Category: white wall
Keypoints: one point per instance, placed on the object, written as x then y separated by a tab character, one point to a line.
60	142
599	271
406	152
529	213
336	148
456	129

[What you need to do]:
Rewrite every line of the rows above, including the requests, and add 48 to each x and y coordinate in the point lines.

[Finished task]:
Category: white wall
Keypoints: one point per instance, placed on the object, written as x then y separated by a tab character, one point to a line.
108	190
647	319
454	200
577	261
384	196
504	177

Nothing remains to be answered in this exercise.